取り組む課題:
A. 本文のうち、「(1) 災害対策関係省庁連絡会議の開催」で始まり「導及び交通規制等に当たった。」まで続く部分を、一字も変えずに出力すること。
B. 次の(i)〜(iii)が本文の内容と一致するかどうかを「はい」か「いいえ」で答え、判断の決め手となる本文の語句をそのまま引用すること。
(i) 災害対策関係省庁連絡会議は9月12日13時に開かれた。
(ii) 被災者生活再建支援金は10世帯に支給された。
(iii) 防衛庁による物資の輸送などの支援は、11日から26日までの間に実施された。

本文:
--------

1−4 平成12年秋雨前線と台風第14号に伴う大雨に対してとった措置



1−4 平成12年秋雨前線と台風第14号に伴う大雨に対してとった措置


(1) 災害対策関係省庁連絡会議の開催

 9月12日13時,災害対策関係省庁連絡会議を開催し,[1]行方不明者の捜索救助に全力をあげること,[2]これまでに生じた被害に対し適切に対応を続け,復旧が速やかに進められるよう対応すること,[3]関係機関は今後とも迅速かつ的確な情報の収集・伝達を行い,関係地方公共団体を含め,緊密な連携を図り,警戒体制に万全を期すること,[4]事態の推移に応じ必要があれば,災害対策関係省庁連絡会議を開催する等,関係省庁の連携を密にしていくこと,等を確認した。

(2) 内閣府における対応

a 9月12日9時20分国土庁(当時)に「情報対策室」を設置し,関係機関から情報収集を行うとともに,被害及び対応状況をとりまとめ,官邸,関係省庁に伝達した。また,13日には扇国土庁長官(当時)が,10月2日には蓮実国土総括政務次官(当時)を現地に派遣した。
b 被災者生活再建支援法の適用
 愛知県名古屋市ほか8市12町及び岐阜県上矢作町に被災者生活再建支援法を適用し,同法の要件に合致する被災世帯の内,6世帯に合計391万円の被災者生活再建支援金を支給し,その半額を補助した。(事業費 3,910千円  国費 1,955千円)

(3) 警察庁における対応

 警察庁及び関係管区警察局においては,「災害警備本部」等を設置して,情報の収集及び関係機関との連絡調整等に当たった。また,機動警察通信隊は,固定衛星通信設備を活用するなどして,応急通信回線の確保を図るとともに,被災した警察署の通信機能復旧作業を行った。
 関係都府県警察では,「災害警備本部」等を設置して,救出救助活動,行方不明者の捜索活動,住民の避難誘導及び交通規制等に当たった。

(4) 防衛庁における対応

 防衛庁は関係地方公共団体への連絡要員の派遣,航空偵察等を行ったほか,9月11日に愛知県知事から,12日に岐阜県知事及び長野県知事から災害派遣の要請を受け,11日から26日までの間,物資の輸送,給水・給食,塵埃輸送,防疫活動,道路啓開等の支援を実施した。

(5) 総務省における対応

 自治省(当時)においては,大きな被害を受けた愛知県内16団体,長野県内8団体及び岐阜県内2団体に対し,地方交付税法第16条第2項の規定に基づき,11月に定例交付すべき普通交付税の一部6,466百万円を繰上げ交付した。

(6) 放送受信料の免除

 NHKにおいては,次のとおり放送受信料の免除を実施した。

--------

提供資料:
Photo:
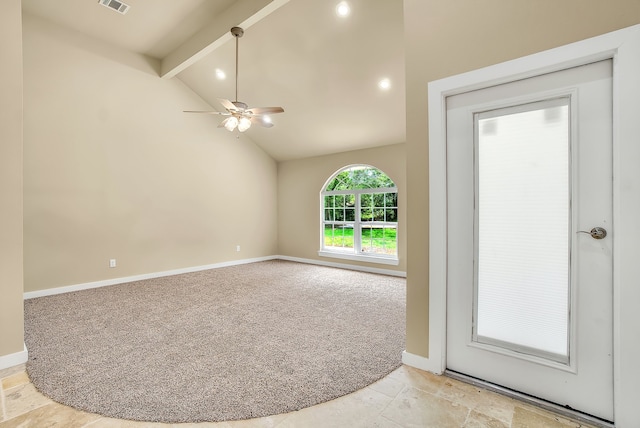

--------

各課題の解答:
A.
(1) 災害対策関係省庁連絡会議の開催

 9月12日13時,災害対策関係省庁連絡会議を開催し,[1]行方不明者の捜索救助に全力をあげること,[2]これまでに生じた被害に対し適切に対応を続け,復旧が速やかに進められるよう対応すること,[3]関係機関は今後とも迅速かつ的確な情報の収集・伝達を行い,関係地方公共団体を含め,緊密な連携を図り,警戒体制に万全を期すること,[4]事態の推移に応じ必要があれば,災害対策関係省庁連絡会議を開催する等,関係省庁の連携を密にしていくこと,等を確認した。

(2) 内閣府における対応

a 9月12日9時20分国土庁(当時)に「情報対策室」を設置し,関係機関から情報収集を行うとともに,被害及び対応状況をとりまとめ,官邸,関係省庁に伝達した。また,13日には扇国土庁長官(当時)が,10月2日には蓮実国土総括政務次官(当時)を現地に派遣した。
b 被災者生活再建支援法の適用
 愛知県名古屋市ほか8市12町及び岐阜県上矢作町に被災者生活再建支援法を適用し,同法の要件に合致する被災世帯の内,6世帯に合計391万円の被災者生活再建支援金を支給し,その半額を補助した。(事業費 3,910千円  国費 1,955千円)

(3) 警察庁における対応

 警察庁及び関係管区警察局においては,「災害警備本部」等を設置して,情報の収集及び関係機関との連絡調整等に当たった。また,機動警察通信隊は,固定衛星通信設備を活用するなどして,応急通信回線の確保を図るとともに,被災した警察署の通信機能復旧作業を行った。
 関係都府県警察では,「災害警備本部」等を設置して,救出救助活動,行方不明者の捜索活動,住民の避難誘導及び交通規制等に当たった。

B.
(i) はい:「9月12日13時,災害対策関係省庁連絡会議を開催し」
(ii) いいえ:「6世帯に合計391万円の被災者生活再建支援金を支給し」
(iii) はい:「11日から26日までの間」